**TUGAS LATIHAN 1:** Ubah "Target" menjadi "Label" pada baris-baris data, mulai dari baris yang memuat "Put one point on each instance of the tree." sampai baris terakhir data. Tulis ulang baris-baris itu saja tanpa perubahan lain.

**KUTIPAN BACAAN:**
##############################

Mengenai baiat yang ditetapkan kepada pemeluk Islam, disebutkan di dalam kitab Sahih Muslim melalui Ubadah ibnus Samit r.a. yang telah menceritakan,
أَخَذَ عَلَيْنَا رَسُولُ اللَّهِ صَلَّى اللَّهُ عَلَيْهِ وَسَلَّمَ كَمَا أَخَذَ عَلَى النِّسَاءِ: أَلَّا نُشْرِكَ بِاللَّهِ شَيْئًا: وَلَا نَسْرِقَ، وَلَا نَزْنِي، وَلَا نَقْتُلَ أَوْلَادَنَا وَلَا يَعْضَه بَعْضُنَا بَعْضًا، فَمَنْ وَفَّى مِنْكُمْ فَأَجْرُهُ عَلَى اللَّهِ، وَمَنْ أَصَابَ مِنْ ذَلِكَ شَيْئًا فَعُوقِبَ فَهُوَ كَفَّارَةٌ لَهُ، وَمَنْ سَتَرَهُ اللَّهُ فأمْرُه إِلَى اللَّهِ، إِنْ شَاءَ عَذَّبَهُ وَإِنْ شَاءَ غَفَرَ لَهُ
“Rasulullah (shallallahu ‘alaihi wasallam) telah mengambil janji dari kami sebagaimana beliau telah mengambil janji dari kaum wanita, yaitu kami tidak boleh mempersekutukan Allah dengan sesuatu pun, tidak boleh mencuri, tidak boleh berzina, tidak boleh membunuh anak-anak kita, dan tidak boleh membenci (memusuhi) sebagian yang lain. Maka barang siapa yang menunaikannya di antara kalian, pahalanya ada pada Allah. Dan barang siapa yang melakukan sesuatu dari larangan tersebut, lalu ia dihukum, maka hukuman itu merupakan kifarat bagi (dosa)nya. Barang siapa yang ditutupi oleh Allah, maka perkaranya terserah kepada Allah; jika Dia menghendaki mengazabnya, pasti Dia mengazabnya; dan jika Dia menghendaki memaafkannya, niscaya Dia memaafkannya”
Dari Ali r.a. disebutkan bahwa Rasulullah (shallallahu ‘alaihi wasallam) telah bersabda:
“مَنْ أَذْنَبَ ذَنْبًا فِي الدُّنْيَا، فَعُوقِبَ بِهِ، فَاللَّهُ أَعْدَلُ مِنْ أَنْ يُثَنِّيَ عُقُوبَتَهُ عَلَى عَبْدِهِ، وَمَنْ أَذْنَبَ ذَنْبًا فِي الدُّنْيَا فَسَتَرَهُ اللَّهُ عَلَيْهِ وَعَفَا عَنْهُ، فَاللَّهُ أَكْرَمُ مِنْ أَنْ يَعُودَ فِي شَيْءٍ قَدْ عَفَا عَنْهُ”.

##############################

**DAFTAR DATA:**

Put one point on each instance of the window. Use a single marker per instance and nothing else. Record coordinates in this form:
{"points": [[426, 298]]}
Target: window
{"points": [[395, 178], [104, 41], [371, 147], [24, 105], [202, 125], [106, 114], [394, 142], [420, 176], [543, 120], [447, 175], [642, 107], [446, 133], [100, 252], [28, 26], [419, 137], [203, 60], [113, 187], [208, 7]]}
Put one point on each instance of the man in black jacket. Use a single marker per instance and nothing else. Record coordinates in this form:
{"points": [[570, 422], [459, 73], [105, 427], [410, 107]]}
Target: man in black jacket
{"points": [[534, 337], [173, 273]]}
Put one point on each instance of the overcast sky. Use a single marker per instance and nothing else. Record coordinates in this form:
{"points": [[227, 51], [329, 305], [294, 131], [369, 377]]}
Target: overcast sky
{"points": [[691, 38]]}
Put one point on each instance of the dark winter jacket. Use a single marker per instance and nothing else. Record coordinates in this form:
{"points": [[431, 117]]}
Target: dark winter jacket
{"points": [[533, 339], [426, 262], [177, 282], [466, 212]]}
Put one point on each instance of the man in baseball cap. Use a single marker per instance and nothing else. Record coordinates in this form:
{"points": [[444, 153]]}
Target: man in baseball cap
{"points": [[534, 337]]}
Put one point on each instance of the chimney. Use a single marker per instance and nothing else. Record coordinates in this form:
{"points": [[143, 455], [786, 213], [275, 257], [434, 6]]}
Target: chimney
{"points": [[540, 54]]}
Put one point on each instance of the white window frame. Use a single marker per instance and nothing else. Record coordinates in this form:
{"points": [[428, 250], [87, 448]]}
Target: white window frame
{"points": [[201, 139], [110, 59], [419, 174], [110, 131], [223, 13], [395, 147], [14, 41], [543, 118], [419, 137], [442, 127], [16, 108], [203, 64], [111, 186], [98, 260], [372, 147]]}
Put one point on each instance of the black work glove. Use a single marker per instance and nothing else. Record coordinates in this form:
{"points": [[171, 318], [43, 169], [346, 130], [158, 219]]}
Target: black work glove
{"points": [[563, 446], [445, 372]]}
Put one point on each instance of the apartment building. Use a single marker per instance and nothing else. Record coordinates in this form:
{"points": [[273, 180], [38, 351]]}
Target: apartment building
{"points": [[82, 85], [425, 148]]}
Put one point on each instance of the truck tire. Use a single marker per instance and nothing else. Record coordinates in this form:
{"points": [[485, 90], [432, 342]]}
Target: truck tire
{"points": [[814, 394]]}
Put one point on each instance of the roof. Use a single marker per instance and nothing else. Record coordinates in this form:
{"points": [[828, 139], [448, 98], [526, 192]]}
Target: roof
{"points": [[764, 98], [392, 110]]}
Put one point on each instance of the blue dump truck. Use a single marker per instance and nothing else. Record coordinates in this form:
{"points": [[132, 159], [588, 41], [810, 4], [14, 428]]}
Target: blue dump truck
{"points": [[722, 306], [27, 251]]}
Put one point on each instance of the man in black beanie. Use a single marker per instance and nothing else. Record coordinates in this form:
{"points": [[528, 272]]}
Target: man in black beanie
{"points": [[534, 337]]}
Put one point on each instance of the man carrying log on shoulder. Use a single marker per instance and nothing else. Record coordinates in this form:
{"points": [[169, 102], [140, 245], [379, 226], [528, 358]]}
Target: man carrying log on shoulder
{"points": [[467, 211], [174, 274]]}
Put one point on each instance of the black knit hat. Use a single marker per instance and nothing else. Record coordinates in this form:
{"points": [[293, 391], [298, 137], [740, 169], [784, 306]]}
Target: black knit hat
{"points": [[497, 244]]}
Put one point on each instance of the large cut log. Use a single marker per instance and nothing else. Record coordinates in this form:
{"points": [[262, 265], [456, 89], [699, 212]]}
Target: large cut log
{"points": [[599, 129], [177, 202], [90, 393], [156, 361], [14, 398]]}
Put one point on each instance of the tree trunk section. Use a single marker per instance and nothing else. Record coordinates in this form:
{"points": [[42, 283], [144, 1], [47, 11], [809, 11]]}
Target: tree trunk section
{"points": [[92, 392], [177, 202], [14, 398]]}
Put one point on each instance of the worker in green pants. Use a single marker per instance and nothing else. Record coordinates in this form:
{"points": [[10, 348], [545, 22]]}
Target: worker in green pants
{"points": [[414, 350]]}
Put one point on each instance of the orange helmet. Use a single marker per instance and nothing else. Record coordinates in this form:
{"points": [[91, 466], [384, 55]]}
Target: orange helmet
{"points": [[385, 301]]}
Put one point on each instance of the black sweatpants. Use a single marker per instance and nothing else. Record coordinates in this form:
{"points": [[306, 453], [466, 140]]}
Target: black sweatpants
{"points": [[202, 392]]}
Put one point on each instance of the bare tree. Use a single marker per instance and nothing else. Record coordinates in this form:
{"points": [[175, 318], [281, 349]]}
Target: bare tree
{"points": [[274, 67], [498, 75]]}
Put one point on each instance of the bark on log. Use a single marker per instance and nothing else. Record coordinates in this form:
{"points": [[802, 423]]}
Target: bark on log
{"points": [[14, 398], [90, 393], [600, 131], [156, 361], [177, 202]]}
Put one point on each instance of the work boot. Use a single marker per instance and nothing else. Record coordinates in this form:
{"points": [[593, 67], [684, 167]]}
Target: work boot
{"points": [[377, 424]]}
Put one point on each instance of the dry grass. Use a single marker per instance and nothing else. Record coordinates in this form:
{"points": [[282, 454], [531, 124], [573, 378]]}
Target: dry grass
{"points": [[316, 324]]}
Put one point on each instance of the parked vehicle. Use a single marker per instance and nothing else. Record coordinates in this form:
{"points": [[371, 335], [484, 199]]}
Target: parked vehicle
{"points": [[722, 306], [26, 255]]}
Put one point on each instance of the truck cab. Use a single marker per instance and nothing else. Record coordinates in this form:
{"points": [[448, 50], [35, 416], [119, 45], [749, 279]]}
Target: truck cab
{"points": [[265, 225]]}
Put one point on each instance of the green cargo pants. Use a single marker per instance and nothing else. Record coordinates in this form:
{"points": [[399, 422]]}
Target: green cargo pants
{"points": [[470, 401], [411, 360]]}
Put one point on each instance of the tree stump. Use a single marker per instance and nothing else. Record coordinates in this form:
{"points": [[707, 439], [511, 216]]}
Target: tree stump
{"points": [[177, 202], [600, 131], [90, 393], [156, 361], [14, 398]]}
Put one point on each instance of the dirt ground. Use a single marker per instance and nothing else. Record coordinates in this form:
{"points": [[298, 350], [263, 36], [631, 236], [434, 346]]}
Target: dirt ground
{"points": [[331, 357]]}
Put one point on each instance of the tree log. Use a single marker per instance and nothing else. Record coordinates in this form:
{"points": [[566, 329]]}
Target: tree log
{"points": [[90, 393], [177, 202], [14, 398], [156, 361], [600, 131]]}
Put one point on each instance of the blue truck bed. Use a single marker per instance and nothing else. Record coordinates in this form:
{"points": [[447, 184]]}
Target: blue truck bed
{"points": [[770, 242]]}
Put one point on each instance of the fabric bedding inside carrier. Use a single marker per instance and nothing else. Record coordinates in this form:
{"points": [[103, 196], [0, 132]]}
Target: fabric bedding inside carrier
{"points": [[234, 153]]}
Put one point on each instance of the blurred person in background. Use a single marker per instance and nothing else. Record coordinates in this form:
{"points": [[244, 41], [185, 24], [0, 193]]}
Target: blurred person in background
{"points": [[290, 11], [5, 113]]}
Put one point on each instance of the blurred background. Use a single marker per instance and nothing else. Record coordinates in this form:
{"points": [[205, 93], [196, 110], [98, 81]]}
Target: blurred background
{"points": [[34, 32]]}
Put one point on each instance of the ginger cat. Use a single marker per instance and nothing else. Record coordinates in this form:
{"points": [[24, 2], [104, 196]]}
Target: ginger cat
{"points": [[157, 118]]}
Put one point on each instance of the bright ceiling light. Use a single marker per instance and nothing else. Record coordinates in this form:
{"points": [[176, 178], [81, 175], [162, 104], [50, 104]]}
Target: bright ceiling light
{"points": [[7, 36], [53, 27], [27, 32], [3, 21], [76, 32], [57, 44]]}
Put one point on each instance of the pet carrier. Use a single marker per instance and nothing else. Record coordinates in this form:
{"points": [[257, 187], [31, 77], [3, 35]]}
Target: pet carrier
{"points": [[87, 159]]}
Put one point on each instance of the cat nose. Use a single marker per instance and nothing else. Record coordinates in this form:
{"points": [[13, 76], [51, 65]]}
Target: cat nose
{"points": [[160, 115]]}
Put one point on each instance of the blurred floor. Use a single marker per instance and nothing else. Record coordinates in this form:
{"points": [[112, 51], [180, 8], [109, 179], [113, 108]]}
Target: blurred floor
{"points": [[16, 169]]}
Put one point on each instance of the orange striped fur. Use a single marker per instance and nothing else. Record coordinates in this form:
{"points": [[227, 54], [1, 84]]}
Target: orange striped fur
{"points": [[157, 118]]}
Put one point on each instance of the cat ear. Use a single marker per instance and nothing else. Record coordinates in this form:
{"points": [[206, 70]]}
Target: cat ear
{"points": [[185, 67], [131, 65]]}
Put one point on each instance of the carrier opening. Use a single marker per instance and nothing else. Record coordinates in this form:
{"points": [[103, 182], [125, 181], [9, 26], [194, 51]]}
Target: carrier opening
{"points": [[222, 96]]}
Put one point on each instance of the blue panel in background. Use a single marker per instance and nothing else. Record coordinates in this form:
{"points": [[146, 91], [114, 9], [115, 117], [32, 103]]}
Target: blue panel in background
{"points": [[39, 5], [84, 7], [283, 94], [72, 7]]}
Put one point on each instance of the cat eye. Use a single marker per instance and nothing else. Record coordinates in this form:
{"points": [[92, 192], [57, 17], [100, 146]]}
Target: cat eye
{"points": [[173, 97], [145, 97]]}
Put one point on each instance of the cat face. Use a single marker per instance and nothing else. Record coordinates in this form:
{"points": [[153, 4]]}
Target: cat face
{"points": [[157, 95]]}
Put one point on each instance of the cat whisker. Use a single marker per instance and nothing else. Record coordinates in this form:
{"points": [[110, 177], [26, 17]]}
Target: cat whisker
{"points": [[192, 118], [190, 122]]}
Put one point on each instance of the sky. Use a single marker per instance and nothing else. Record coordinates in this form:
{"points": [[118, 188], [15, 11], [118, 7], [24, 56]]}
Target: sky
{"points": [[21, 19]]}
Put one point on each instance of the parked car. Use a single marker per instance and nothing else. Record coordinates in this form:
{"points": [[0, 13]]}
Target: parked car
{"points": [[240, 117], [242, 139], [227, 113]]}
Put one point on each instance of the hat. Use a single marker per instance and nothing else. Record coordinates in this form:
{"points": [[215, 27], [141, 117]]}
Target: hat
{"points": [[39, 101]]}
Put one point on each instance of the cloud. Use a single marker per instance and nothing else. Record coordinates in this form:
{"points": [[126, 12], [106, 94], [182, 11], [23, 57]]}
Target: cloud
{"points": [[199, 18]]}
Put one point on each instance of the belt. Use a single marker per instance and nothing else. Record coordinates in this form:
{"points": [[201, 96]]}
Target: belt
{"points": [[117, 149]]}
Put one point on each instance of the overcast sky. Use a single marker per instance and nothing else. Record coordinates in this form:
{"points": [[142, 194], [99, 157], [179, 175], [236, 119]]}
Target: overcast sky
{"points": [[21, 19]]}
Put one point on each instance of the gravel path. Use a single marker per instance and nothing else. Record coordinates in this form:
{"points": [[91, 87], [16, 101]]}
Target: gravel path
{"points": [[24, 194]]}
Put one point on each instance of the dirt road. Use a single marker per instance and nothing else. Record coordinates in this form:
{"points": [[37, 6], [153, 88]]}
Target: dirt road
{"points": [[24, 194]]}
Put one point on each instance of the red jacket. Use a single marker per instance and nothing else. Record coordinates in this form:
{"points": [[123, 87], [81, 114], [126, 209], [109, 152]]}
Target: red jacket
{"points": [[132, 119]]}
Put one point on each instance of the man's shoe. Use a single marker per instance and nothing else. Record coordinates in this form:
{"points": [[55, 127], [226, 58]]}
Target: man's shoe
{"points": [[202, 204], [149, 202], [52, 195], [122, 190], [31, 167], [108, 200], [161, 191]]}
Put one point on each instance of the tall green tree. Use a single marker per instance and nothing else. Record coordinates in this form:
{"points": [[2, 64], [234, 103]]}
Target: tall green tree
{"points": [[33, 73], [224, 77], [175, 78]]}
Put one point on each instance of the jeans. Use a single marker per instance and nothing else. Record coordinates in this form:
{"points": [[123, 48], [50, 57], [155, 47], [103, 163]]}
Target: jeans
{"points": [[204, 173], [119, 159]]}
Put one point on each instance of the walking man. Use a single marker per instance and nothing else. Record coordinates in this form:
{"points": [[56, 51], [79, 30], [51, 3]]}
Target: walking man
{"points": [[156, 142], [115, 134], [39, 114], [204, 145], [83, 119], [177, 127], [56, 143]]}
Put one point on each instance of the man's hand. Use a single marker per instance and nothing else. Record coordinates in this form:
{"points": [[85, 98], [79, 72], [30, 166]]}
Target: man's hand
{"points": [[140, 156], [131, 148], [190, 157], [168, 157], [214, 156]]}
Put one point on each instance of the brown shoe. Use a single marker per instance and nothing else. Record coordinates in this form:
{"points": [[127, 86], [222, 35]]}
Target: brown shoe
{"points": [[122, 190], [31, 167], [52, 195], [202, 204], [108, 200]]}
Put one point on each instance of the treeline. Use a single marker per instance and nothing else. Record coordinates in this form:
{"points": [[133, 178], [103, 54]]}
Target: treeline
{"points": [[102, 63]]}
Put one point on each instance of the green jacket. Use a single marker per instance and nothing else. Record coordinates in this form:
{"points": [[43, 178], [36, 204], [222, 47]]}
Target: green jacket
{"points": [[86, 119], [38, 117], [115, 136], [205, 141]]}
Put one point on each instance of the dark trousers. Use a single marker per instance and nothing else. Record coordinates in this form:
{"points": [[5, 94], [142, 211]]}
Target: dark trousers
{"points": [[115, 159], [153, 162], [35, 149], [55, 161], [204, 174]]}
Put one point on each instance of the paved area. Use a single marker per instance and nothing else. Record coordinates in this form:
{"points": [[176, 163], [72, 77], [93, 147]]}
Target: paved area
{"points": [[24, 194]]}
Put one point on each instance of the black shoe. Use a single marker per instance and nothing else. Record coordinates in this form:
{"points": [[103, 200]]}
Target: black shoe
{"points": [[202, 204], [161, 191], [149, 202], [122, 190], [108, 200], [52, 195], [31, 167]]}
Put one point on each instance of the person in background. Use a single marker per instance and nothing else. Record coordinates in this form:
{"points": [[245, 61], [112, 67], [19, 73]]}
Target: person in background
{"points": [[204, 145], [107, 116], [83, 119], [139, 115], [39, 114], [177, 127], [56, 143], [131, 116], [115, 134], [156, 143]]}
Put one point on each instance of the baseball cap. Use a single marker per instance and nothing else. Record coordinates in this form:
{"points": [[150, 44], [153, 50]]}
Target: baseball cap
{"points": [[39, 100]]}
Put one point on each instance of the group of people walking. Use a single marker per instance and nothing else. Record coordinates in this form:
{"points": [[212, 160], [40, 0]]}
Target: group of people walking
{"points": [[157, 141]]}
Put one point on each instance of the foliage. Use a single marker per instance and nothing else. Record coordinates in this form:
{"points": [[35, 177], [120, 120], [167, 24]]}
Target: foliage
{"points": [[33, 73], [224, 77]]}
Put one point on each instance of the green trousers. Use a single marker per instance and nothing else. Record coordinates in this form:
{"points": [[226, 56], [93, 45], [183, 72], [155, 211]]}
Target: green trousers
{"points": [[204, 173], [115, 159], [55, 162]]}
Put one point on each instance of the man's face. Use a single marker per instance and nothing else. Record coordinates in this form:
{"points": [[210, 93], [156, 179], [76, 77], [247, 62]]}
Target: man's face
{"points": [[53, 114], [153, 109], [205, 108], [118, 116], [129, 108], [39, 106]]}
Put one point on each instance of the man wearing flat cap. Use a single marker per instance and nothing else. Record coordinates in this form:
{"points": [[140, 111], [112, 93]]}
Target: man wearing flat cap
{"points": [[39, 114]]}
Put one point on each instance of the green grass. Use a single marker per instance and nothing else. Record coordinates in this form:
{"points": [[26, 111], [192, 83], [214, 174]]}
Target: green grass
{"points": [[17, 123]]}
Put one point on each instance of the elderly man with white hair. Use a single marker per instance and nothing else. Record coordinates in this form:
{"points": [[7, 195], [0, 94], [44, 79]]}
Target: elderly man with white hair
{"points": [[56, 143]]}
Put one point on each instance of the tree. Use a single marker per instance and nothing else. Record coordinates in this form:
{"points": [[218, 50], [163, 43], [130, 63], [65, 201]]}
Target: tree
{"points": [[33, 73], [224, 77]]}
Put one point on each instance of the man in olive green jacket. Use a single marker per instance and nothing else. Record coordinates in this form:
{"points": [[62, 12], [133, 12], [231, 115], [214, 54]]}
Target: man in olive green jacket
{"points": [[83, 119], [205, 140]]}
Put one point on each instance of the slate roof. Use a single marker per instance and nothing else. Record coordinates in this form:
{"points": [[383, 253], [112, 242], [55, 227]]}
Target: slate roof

##############################

**TUGAS LATIHAN 2:** Menurut kutipan tentang baiat, di kitab apa riwayat dari Ubadah ibnus Samit r.a. disebutkan?

**HASIL LATIHAN 1:**
Put one point on each instance of the tree. Use a single marker per instance and nothing else. Record coordinates in this form:
{"points": [[218, 50], [163, 43], [130, 63], [65, 201]]}
Label: tree
{"points": [[33, 73], [224, 77]]}
Put one point on each instance of the man in olive green jacket. Use a single marker per instance and nothing else. Record coordinates in this form:
{"points": [[62, 12], [133, 12], [231, 115], [214, 54]]}
Label: man in olive green jacket
{"points": [[83, 119], [205, 140]]}
Put one point on each instance of the slate roof. Use a single marker per instance and nothing else. Record coordinates in this form:
{"points": [[383, 253], [112, 242], [55, 227]]}
Label: slate roof

**HASIL LATIHAN 2:** Di kitab Sahih Muslim.